### Problems
A – According to the commentary on the song "Telephone," who is first to use the shortened word "phone" in the song?
B – Summarize the commentary on the song "Telephone" in two sentences.
C – Extend the commentary on the song "Telephone" from the point where it stops.

On a literal level, the image can be linked to Gaga’s hometown and Beyoncé’s adopted city. But in a more figurative sense, the use of the word ‘telephone’ in itself is interesting and only begins to make sense when considered alongside this reference. Telephone is quickly becoming an obsolete term, being replaced with its shortened version of ‘phone’. Indeed it takes Beyoncé to finally use the abridged title (“the way you blowin’ up my phone”, “I shoulda left my phone at home”) for the first time in the song, from which Gaga quickly follows suit, “I am sick and tired of my phone ringing.” But Grand Central Station is an image bound up in the mythology of telephones more than most places, due to the sheer number of public payphones within the building. It could be argued that until recently, this is one of the last places where it was possible to see telephones en mass, which find visual representation in the payphone Gaga uses in the Telephone video’s prison scene as the track itself begins. Similarly, a public transport hub such as this is imaginably a place embodying our increasingly wireless culture in the west, with almost every person possessing a mobile telephone, many of them in operation, ringing, dialing and texting. More abstractly, it could also be viewed as an image linked to the transitory nature of modern life. Grand Central Terminal is a building intended for traveling through and passing by, nearly every person inside is an interloper, barely stopping inbetween stages of a longer journey. A parallel can then be made to both Beyoncé’s public profile and the increasing hysteria – bordering on ‘Gagamania’ – that was beginning to surround Gaga at the time of The Fame Monster’s issue. Grand Central Station characterized as above seems from the outside in to fit the life, relationships and industry that surrounds these two performers. Lady Gaga until recently was probably viewed as a figure of equal transience, making disposable popular music and liable to disappear at any moment. It is only with the release of The Fame Monster that she has become a truly influential force in 21st Century pop.

### Data extract
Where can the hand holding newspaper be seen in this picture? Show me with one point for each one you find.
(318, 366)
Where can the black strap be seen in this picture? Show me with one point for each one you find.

### Expected answers
A – Beyoncé.

B – The commentary ties the song's Grand Central Station image to the word "telephone": the station is full of public payphones, and as a transit hub it reflects a wireless culture in which almost everyone carries a mobile phone. It also reads the station as a symbol of the transitory nature of modern life, which parallels Beyoncé's public profile and the growing hysteria around Lady Gaga, who was once seen as transient but became a truly influential force in pop with the release of The Fame Monster.

C –
The narrator of Telephone also treats her relationships as equally provisional, namechecking “baby”, “boy” and the slightly less frigid “my girls,” but uses no actual monikers. Grand Central Station is the only proper noun present in the track, whereas the outset of Just Dance is comparatively clogged with names; Just Dance also seems concerned with the concept of identity (“what’s the name of this club?” the narrator twice asks) whereas Telephone shares no such curiosity. Grand Central Station also seems to symbolize the notion of Derridian Différance in the context of Telephone and the concept of the telephone, although this probably warrants a separate, more expansive, debate. Grand Central Station – possibly the use of this term as opposed to the correct title Grand Central Terminal is as significant as the use of telephone and not phone – itself connotes many figures already discussed, such as transience, travel, communication and so on. Similarly, ‘telephone’ is entangled with many tropes itself; technology, modernity, again communication and so on. But the concept of the telephone cannot be realized without a dialogue, another person on another telephone with whom to speak. And yet the narrator of Telephone seems unconcerned about the conceptual opposition they are part of and to a certain extent causing in not granting the other telephone user a voice. Assuming the other user is male (which seems a reasonable inference given the use of the word “boy”), this is a further example of Telephone’s female voice successfully sublimating the male, in contradiction to Just Dance.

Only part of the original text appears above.